____ Source excerpt
# Canon R5 issue - camera suddenly stopped writing photos to the CFe and SD cards and lost a batch of them



## tonidavid5 (May 15, 2022)

Hi there,

I've had my first serious issue when working with my R5. I'm a recent owner and have only shot around 5.000 pictures with it, with no problems until today.

I was shooting an event ceremony, 45 minutes in, when I tried to play and peak the last pictures of an important moment of the event I had just gone through, and suddenly realized that the camera was displaying something similar to 'No Card1 detected' (can't remember exactly in the rush of things).

As far as I remember the R5 had been shooting (I was using the EVF) and the flash was firing as expected during those last shots, but just saw the message. I tried to recycle (turn off/on) the camera but then I had a message the camera was saving 23 photos to the SD card ... but never progressed.

I have the camera configured to simultaneously record RAWs to the CFe and JPGs to the SD. The R5 is on the latest v1.5.2 firmware.

I remember just opening the card door and removing the cards for a couple of seconds. The camera turned off and when turned back on, both cards were again recognised and operational as usual. I continued with the shoot with no other issues.

Unfortunately, I've lost 23 photos of an important moment (none were recorded to the SD card either). Thankfully, at least they were captured by my partner with the B-cam.

I all my first-amateur then pro years, I've never had anything similar to this issue. I've searched through the internet and have not found anything that resembles the issue I had today. It was not a 'camera lockup' (I've read those threads), at least I think it wasn't.

My Sony Tough CFe 128MB and my Sandisk Extreme Pro SD had been working faultlessly up to the day.

Obviously, I'm now very concerned because this leaves open to other occurrences of something I may not realize until too late (as I said, the camera seemed to be shooting ok through the EVF until I tried to double check the last shots on the LCD)

Anyone has heard of anything similar to this issue?


----------



## koenkooi (May 17, 2022)

Have you set this setting to 'OFF'? 



Canon : Product Manual : EOS R5 : Releasing Shutter without Card


----------



## tonidavid5 (May 17, 2022)

koenkooi said:


> Have you set this setting to 'OFF'?
________
____ Provided entries
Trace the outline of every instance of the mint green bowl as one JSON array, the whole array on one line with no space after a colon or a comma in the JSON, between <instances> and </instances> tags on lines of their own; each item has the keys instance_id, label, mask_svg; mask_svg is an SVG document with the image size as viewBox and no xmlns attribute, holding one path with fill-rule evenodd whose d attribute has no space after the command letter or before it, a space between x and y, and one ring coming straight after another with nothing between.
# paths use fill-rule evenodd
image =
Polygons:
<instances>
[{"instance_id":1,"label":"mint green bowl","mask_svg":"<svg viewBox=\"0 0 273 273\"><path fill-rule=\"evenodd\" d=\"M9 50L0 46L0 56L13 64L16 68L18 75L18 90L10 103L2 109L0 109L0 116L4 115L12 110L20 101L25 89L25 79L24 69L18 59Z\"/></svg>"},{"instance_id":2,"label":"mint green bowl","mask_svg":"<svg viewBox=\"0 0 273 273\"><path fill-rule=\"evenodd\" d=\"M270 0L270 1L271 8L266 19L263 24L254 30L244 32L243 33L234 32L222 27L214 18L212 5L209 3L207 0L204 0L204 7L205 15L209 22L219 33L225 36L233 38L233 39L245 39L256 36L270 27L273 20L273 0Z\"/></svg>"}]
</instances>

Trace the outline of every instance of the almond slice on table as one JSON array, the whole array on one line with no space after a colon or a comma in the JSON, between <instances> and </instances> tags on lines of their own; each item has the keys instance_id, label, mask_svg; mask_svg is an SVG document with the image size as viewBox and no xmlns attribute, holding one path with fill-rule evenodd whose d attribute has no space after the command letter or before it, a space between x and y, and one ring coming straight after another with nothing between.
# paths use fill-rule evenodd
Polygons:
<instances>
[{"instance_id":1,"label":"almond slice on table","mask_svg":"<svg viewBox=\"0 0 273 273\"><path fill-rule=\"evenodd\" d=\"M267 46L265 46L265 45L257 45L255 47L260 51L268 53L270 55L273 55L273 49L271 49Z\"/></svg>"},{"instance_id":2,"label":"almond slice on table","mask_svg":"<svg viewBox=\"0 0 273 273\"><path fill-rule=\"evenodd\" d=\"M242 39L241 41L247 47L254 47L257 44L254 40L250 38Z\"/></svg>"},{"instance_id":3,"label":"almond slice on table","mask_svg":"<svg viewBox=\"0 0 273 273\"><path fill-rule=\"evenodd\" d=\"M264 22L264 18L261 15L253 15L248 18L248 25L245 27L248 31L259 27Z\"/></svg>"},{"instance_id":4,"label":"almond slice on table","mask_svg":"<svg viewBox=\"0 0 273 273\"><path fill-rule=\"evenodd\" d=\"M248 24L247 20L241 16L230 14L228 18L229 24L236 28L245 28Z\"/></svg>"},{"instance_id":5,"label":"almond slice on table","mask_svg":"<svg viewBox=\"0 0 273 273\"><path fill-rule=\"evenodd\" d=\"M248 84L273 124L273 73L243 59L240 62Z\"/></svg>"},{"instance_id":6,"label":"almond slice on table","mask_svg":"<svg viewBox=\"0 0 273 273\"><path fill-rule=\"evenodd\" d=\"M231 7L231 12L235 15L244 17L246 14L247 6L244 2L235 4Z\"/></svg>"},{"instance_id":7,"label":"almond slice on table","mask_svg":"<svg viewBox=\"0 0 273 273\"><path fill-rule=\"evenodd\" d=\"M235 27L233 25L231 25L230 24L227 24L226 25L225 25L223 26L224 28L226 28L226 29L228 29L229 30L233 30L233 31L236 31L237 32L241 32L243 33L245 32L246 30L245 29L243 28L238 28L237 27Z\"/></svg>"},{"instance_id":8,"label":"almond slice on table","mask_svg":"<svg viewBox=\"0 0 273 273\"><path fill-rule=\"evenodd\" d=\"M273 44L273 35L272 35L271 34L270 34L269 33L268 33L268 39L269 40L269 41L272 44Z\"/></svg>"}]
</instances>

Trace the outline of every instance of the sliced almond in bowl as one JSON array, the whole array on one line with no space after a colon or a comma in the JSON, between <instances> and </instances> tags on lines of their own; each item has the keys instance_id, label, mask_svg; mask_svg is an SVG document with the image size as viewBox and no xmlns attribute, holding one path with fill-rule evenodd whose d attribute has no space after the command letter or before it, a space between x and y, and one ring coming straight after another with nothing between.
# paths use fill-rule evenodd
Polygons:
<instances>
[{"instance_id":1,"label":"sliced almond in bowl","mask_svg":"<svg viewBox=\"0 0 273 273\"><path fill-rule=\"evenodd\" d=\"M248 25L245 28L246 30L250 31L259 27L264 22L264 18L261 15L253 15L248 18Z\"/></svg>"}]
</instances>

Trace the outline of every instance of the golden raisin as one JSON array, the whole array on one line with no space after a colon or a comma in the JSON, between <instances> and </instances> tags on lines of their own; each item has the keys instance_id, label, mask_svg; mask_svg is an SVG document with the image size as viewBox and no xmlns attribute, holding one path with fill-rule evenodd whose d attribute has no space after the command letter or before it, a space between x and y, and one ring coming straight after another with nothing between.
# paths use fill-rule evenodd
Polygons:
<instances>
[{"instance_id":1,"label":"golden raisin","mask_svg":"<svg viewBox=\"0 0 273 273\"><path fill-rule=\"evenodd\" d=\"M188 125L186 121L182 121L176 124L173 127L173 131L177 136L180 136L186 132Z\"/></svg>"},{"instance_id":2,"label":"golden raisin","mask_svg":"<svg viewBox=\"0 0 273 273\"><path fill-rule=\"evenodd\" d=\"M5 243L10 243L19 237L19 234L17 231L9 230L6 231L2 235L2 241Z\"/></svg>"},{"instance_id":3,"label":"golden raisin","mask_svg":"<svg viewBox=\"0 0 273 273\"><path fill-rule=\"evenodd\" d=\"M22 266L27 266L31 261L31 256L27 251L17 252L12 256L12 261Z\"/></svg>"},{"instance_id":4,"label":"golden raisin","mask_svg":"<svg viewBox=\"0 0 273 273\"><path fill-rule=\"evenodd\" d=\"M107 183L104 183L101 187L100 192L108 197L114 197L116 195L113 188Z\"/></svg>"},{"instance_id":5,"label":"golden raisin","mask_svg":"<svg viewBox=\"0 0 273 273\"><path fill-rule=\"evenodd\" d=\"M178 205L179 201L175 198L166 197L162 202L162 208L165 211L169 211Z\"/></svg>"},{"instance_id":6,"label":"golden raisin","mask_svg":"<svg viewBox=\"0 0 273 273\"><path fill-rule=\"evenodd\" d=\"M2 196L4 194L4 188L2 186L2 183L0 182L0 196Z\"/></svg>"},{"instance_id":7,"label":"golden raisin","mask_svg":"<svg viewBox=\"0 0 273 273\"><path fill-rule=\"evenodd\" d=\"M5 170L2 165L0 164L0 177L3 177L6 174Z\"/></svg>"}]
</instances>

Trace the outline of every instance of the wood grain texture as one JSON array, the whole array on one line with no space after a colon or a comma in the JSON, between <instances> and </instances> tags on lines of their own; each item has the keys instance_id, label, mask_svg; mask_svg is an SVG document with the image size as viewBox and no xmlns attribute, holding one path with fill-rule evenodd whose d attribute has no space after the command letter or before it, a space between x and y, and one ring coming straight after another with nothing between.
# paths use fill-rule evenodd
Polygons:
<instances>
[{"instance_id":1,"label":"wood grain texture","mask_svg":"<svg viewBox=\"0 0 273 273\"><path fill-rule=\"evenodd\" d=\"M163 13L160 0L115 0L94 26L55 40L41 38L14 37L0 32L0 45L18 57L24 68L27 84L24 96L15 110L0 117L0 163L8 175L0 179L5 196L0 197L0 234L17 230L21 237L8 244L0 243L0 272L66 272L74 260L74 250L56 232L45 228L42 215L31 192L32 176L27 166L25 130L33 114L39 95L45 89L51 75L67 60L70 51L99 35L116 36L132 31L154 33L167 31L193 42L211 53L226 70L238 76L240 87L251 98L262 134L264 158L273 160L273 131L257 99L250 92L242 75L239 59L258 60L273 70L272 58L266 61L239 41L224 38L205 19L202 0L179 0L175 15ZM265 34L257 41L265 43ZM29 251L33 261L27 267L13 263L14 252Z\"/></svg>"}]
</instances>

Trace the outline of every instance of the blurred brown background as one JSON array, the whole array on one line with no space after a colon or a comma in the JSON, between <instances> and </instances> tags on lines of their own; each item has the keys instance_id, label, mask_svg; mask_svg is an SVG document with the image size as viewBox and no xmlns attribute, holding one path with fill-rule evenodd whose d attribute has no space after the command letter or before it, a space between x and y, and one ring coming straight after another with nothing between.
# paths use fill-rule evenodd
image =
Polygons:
________
[Your tasks]:
- a) Translate this sentence from the Canon R5 forum thread into Spanish: "I have the camera configured to simultaneously record RAWs to the CFe and JPGs to the SD."
- b) Select each line of the entries that contains the word "texture", and copy those lines out.
The forum thread and the entries have nothing to do with each other.

[Answers to the exercises]:
- a) Tengo la cámara configurada para grabar simultáneamente los RAW en la CFe y los JPG en la SD.

- b)
Trace the outline of every instance of the wood grain texture as one JSON array, the whole array on one line with no space after a colon or a comma in the JSON, between <instances> and </instances> tags on lines of their own; each item has the keys instance_id, label, mask_svg; mask_svg is an SVG document with the image size as viewBox and no xmlns attribute, holding one path with fill-rule evenodd whose d attribute has no space after the command letter or before it, a space between x and y, and one ring coming straight after another with nothing between.
[{"instance_id":1,"label":"wood grain texture","mask_svg":"<svg viewBox=\"0 0 273 273\"><path fill-rule=\"evenodd\" d=\"M163 13L160 0L115 0L94 26L55 40L41 38L14 37L0 32L0 45L18 57L24 68L27 84L24 96L15 110L0 117L0 163L8 175L0 179L5 196L0 197L0 234L17 230L21 237L8 244L0 243L0 272L66 272L74 260L74 250L56 232L45 228L42 215L31 192L32 176L27 166L25 130L33 114L39 95L45 89L51 75L67 60L70 51L99 35L116 36L132 31L154 33L167 31L193 42L211 53L226 70L238 76L240 87L251 98L262 134L264 158L273 160L273 131L257 99L250 92L242 75L239 59L258 60L273 70L272 58L266 61L239 41L224 38L205 19L202 0L179 0L175 15ZM265 34L257 41L265 43ZM29 251L33 261L27 267L13 263L14 252Z\"/></svg>"}]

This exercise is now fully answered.